■ ASSIGNED TASK
From the passage below on West Virginia legislative priorities, list every House bill identified by number, along with its title.

■ DOCUMENT PASSAGE
-*-

The WVHC Legislative Committee will closely follow all bills as they are introduced in the January 2023 regular legislative session to understand their impact on West Virginia public lands. The session will kick off the second week of January and will continue for 60 days. In a typical year there will be thousands of bills introduced and sifting through them for public land implications is critical. In previous years, bills have been introduced focusing on Off-Road Vehicle use, changes to State Parks, timbering and other relevant issues.
As we approach the legislative session at the start of the new year, the Conservancy will be reporting on each of the following priorities in greater detail.
Community solar is an idea that continues to gain traction across the country. It refers to locally installed solar facilities that are shared by multiple community subscribers. This provides equal access to the economic and environmental benefits of solar energy, regardless of the physical attributes of a home, or home ownership. In 2022, House Bill 4561, ‘Establishing a community solar program for subscribers to gain credits against their utility bills,’ was introduced by Delegates Hansen and Young to start the discussion on community solar in WV. It faces an uphill battle against the entrenched coal-based power industry, and the coal-focused Public Service Commission.
Orphaned Well Prevention
There are estimated to be over 6,500 orphaned wells across the state of WV. These wells were left behind by the oil and gas industry, leaving taxpayers responsible for the costs to plug them. On average, plugging a single well costs a whopping $55K. These orphaned wells pose a major threat to landowners’ property rights, to the environment and to the communities in which they are located. These wells continue to leak methane gas and toxic liquids, polluting the air and water. In 2022, House Bill 4054, ‘Orphan Oil and Gas Well Prevention Act,’ was introduced by Delegates Hansen and Young to require new well operators to set up an escrow fund to cover the costs of eventual plugging of the well. This bill faces enormous pushback from the oil and gas industry.
Above Ground Storage Tanks
Bills to relax standards of above ground storage tanks have been introduced in the past two years. In 2022, House Bill 2598, ‘Modifying the inspection requirements and the definition of an above ground storage tank,’ was introduced by Delegate Kelly with broad support. This version would have relaxed inspection requirements on oil and gas tanks located within zones of critical concern, which are five hours or less upstream of drinking water intakes. The tanks are used by the oil and gas industry to catch and store fluids used in drilling and production. The fluid is composed of a range of hydrocarbons and a brine that contains a mixture of toxic materials. Kelly’s bill would have gotten rid of the requirement that a certified professional engineer inspect and certify tanks and would have changed the requirement of secondary containment inspections from 14 days to 30. With strong public opposition, the bill has been defeated, but is expected to arise again in 2023. It is strongly supported by the oil and gas industry.
Safe Drinking Water/PFAS
Per- and polyfluoroalkyl substances (PFAS) are a group of man-made chemicals that do not exist naturally in the environment; about 600 are used in the United States. They are considered forever chemicals because they do not break down under natural environmental conditions. PFAS have been used in consumer product manufacturing since the 1950’s for their non-stick and water-resistant properties. In July 2022, WV released a study of PFAS in the state’s pre-treated source water. The state tested water supplies for up to 28 types of PFAS and at least one type of PFAS was detected at 67 locations. For more information, visit wvrivers.org/pfas
In 2022, House Bill 4055, ‘Clean Drinking Water Act,’ was introduced by Delegates Hansen, Doyle and Young. The bill would compel the state to deal with this pervasive threat – propose maximum contaminant levels or treatment techniques for certain PFAS pollutants; create the West Virginia PFAS Action Response Team; require reports from facilities using certain PFAS chemicals; propose updates to human health criteria; and to promulgate legislative rules.

-*-

■ SUPPLIED ENTRIES
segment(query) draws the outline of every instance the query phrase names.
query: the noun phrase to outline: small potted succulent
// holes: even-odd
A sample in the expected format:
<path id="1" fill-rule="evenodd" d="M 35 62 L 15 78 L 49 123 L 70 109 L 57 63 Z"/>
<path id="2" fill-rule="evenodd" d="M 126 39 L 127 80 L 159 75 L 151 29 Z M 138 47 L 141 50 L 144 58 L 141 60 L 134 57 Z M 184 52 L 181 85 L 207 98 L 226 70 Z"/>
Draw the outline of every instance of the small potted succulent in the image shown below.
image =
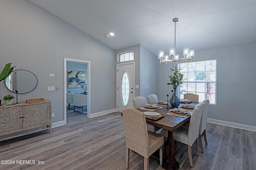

-*-

■ EXERCISE RESPONSE
- House Bill 4561, "Establishing a community solar program for subscribers to gain credits against their utility bills"
- House Bill 4054, "Orphan Oil and Gas Well Prevention Act"
- House Bill 2598, "Modifying the inspection requirements and the definition of an above ground storage tank"
- House Bill 4055, "Clean Drinking Water Act"